_GIVEN REQUEST_
Extract each line of the listing below and reproduce it word for word, without changing anything.

_ENTRIES PROVIDED_
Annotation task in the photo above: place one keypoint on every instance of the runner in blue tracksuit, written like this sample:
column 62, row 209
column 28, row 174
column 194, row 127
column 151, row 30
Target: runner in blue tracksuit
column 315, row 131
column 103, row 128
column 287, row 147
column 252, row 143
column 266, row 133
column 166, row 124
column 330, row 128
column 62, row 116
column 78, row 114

_RESULT BELOW_
Annotation task in the photo above: place one keypoint on every instance of the runner in blue tracksuit, written like this sample:
column 62, row 209
column 28, row 174
column 194, row 127
column 151, row 30
Target: runner in blue tracksuit
column 315, row 131
column 103, row 128
column 287, row 147
column 252, row 143
column 266, row 133
column 166, row 124
column 330, row 128
column 62, row 116
column 78, row 114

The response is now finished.